[Task statement]
Whenever a line in the entries below includes the string "rock", count that line. Report the total alone.

[Task material]
========

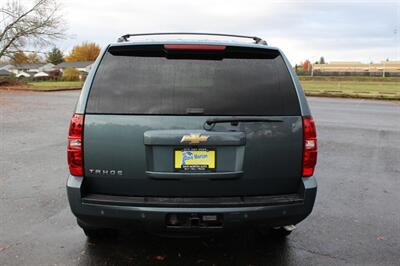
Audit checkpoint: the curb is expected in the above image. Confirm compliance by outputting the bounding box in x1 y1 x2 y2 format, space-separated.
305 92 400 101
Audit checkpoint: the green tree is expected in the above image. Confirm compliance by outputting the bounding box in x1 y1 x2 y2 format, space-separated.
46 47 64 64
319 57 325 64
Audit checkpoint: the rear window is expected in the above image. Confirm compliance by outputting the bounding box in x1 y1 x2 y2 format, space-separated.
86 45 300 115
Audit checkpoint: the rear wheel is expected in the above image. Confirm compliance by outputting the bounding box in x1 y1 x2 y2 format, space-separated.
77 219 118 240
82 227 118 239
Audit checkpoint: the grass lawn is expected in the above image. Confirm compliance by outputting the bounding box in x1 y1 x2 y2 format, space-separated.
28 81 83 88
299 77 400 100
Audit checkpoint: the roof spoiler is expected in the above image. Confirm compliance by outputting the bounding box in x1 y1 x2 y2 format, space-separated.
116 32 267 45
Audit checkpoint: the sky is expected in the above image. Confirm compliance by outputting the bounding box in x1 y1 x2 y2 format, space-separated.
37 0 400 64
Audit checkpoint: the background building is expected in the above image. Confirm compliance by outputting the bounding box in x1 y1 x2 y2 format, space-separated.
311 61 400 77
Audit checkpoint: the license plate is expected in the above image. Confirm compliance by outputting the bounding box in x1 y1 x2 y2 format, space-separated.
174 148 216 171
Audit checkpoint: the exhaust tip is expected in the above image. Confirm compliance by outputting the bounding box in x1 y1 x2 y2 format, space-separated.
283 225 296 231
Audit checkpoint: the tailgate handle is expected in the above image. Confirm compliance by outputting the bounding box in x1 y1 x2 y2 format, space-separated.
146 171 243 180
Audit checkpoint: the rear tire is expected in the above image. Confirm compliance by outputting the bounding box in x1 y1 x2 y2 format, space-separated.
82 227 118 240
77 219 118 240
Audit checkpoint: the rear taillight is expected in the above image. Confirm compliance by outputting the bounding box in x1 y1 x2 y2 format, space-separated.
302 116 317 177
67 114 84 176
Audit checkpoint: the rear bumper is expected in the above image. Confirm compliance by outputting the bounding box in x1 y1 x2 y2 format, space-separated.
67 175 317 233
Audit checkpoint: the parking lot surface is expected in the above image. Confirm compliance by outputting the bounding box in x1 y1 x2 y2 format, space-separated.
1 91 399 266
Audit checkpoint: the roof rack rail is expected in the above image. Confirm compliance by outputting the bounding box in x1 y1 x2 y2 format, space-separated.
117 32 267 45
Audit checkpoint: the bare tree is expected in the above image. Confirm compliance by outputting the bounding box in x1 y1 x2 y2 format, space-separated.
0 0 66 59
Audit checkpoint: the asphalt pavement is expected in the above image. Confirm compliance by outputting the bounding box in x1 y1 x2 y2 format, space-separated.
0 91 399 266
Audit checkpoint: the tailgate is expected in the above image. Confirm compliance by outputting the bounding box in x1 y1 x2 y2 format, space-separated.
83 115 302 196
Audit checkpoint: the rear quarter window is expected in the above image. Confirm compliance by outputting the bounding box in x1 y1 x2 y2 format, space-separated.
86 45 300 116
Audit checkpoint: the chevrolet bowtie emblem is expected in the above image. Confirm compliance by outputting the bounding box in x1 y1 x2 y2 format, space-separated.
180 134 209 145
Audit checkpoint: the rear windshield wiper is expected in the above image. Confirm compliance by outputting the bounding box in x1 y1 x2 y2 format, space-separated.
204 117 283 130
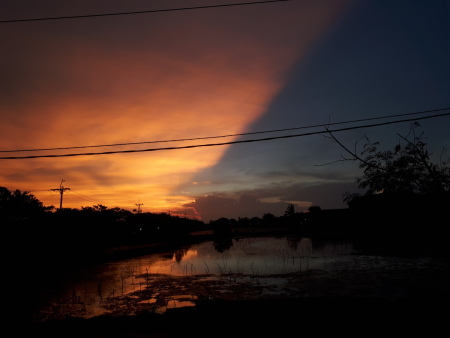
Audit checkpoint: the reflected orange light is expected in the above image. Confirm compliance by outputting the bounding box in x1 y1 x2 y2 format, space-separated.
173 249 198 261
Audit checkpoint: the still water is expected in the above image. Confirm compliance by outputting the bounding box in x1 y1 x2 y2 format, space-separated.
37 235 423 321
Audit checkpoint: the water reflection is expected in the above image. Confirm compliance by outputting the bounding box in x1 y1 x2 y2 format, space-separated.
37 236 362 321
148 237 321 276
213 237 234 253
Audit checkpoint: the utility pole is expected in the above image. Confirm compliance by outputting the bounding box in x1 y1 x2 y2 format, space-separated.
134 202 143 213
51 179 70 210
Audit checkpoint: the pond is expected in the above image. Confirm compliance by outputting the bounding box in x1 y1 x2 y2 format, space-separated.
36 235 442 322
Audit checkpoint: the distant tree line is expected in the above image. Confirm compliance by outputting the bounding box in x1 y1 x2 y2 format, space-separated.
1 189 210 265
2 124 449 266
1 187 331 253
1 185 348 267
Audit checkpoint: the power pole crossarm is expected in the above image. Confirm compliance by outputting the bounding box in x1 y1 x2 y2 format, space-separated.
135 203 143 213
50 179 70 210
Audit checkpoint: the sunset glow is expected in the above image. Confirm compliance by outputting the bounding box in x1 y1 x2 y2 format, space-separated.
0 1 351 219
2 0 449 222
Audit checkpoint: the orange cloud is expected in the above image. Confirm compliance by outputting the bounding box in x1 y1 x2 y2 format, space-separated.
0 0 352 215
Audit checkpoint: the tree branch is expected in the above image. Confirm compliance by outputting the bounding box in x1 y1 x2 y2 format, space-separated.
325 128 386 171
396 133 439 184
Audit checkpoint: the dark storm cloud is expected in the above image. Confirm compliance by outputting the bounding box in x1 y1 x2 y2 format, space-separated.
182 177 361 222
183 193 291 222
275 181 362 207
230 180 360 209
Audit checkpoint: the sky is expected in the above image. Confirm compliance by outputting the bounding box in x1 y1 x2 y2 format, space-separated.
1 0 449 222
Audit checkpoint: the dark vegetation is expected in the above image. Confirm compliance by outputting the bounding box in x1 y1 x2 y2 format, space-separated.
329 123 449 256
4 123 450 333
1 188 345 273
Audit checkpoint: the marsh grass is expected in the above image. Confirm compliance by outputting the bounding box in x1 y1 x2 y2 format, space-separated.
33 237 447 322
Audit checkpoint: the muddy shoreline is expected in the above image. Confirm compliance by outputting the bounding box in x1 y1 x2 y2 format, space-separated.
29 296 449 337
15 228 450 337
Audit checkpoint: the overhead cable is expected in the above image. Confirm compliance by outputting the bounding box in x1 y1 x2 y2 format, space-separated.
1 107 448 154
66 190 104 205
0 0 293 23
1 112 448 160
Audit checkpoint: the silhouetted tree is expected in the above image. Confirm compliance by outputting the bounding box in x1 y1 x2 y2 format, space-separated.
284 203 295 217
308 205 322 213
210 217 233 237
262 213 277 227
327 123 450 254
0 186 53 224
326 123 450 203
250 216 261 227
82 204 108 212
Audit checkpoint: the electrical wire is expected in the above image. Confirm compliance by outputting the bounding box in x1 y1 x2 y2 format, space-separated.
1 112 448 160
0 0 293 23
66 190 104 205
1 107 448 154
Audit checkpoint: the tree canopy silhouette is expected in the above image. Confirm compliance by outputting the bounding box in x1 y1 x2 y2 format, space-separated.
326 123 450 255
0 186 53 223
327 123 450 203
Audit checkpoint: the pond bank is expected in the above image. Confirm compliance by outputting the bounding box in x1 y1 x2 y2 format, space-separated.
13 228 450 336
29 296 449 337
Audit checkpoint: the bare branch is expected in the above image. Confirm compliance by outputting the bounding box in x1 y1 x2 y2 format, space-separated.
438 145 449 169
314 157 352 167
325 128 386 171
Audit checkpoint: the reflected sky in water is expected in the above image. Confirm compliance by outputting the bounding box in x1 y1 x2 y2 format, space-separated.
39 236 356 320
150 236 353 276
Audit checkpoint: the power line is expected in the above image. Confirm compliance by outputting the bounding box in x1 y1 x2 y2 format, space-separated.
66 190 105 205
0 0 293 24
1 107 448 154
1 112 448 160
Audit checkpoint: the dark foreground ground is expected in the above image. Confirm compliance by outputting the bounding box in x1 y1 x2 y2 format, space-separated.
12 227 450 337
26 296 449 338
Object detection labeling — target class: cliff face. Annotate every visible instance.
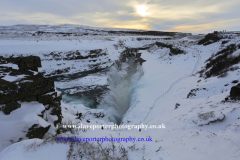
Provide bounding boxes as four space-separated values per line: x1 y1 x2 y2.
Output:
0 55 62 150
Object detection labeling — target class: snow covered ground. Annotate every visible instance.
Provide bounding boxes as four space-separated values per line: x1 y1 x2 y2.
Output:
0 25 240 160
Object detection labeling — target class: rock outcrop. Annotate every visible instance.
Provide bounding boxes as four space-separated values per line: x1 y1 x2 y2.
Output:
198 33 221 45
120 48 146 65
0 74 56 104
0 55 62 141
0 101 21 115
5 56 41 72
155 42 185 55
230 83 240 98
26 124 51 139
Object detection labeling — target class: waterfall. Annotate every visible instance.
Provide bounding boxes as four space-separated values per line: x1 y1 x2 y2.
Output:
97 57 143 124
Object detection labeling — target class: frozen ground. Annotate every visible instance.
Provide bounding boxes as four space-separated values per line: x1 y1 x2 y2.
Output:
0 25 240 160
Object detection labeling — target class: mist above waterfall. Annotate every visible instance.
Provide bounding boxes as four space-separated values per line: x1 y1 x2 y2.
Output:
97 57 143 124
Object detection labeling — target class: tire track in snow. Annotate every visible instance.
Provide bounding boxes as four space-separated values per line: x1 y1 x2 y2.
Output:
141 48 201 123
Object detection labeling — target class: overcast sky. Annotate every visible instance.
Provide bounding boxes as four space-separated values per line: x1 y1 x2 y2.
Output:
0 0 239 33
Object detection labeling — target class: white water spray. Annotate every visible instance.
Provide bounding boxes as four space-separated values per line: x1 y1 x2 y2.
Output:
98 57 143 124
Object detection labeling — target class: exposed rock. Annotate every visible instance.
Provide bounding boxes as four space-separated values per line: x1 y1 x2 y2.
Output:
198 111 215 120
135 53 141 58
222 40 229 44
198 33 221 45
0 80 19 104
0 55 62 141
175 103 180 109
124 48 137 57
4 56 41 72
134 58 146 65
0 74 55 104
38 92 56 105
43 49 107 61
26 124 51 139
191 111 225 126
187 88 208 98
48 68 106 81
18 56 41 71
155 42 185 55
47 67 71 76
119 48 146 66
232 80 239 84
200 43 240 78
63 85 108 109
1 101 21 115
230 83 240 98
198 111 225 126
121 54 127 62
51 105 62 127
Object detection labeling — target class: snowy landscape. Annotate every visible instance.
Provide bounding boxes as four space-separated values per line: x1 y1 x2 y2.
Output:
0 24 240 160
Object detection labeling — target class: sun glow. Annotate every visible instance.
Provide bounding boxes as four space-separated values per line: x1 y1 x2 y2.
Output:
136 5 150 16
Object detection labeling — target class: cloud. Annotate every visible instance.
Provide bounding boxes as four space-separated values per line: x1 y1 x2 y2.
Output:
168 18 240 33
0 0 239 33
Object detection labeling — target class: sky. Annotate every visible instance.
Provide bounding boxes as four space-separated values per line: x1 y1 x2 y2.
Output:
0 0 240 33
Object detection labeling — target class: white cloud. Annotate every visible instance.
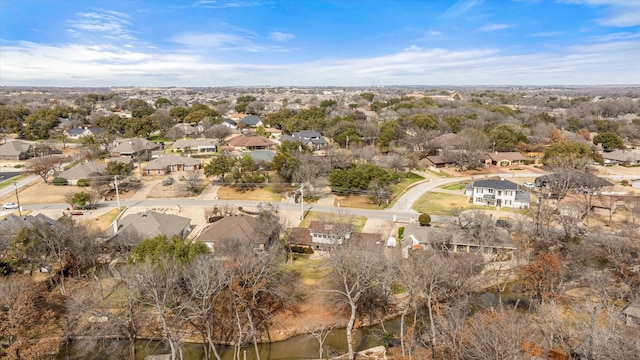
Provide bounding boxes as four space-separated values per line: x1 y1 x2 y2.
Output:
268 32 294 41
441 0 482 19
67 11 135 41
528 31 564 37
478 23 514 32
1 34 639 86
193 1 261 9
562 0 640 26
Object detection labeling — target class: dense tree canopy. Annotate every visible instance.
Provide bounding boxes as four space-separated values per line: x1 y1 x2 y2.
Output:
542 141 604 166
593 131 625 151
329 163 398 194
130 235 209 264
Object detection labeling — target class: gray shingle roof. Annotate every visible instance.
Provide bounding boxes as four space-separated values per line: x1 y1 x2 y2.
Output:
57 161 107 180
107 210 191 239
405 223 516 250
472 179 519 190
0 140 31 156
144 155 201 170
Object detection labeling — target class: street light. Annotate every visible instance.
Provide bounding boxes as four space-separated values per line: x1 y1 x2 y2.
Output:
300 183 304 220
14 182 22 216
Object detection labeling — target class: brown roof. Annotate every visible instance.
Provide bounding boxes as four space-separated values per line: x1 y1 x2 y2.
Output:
227 136 275 148
308 221 353 235
485 152 528 162
420 155 451 166
195 215 269 245
350 232 383 244
288 227 313 245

========

[Result below]
2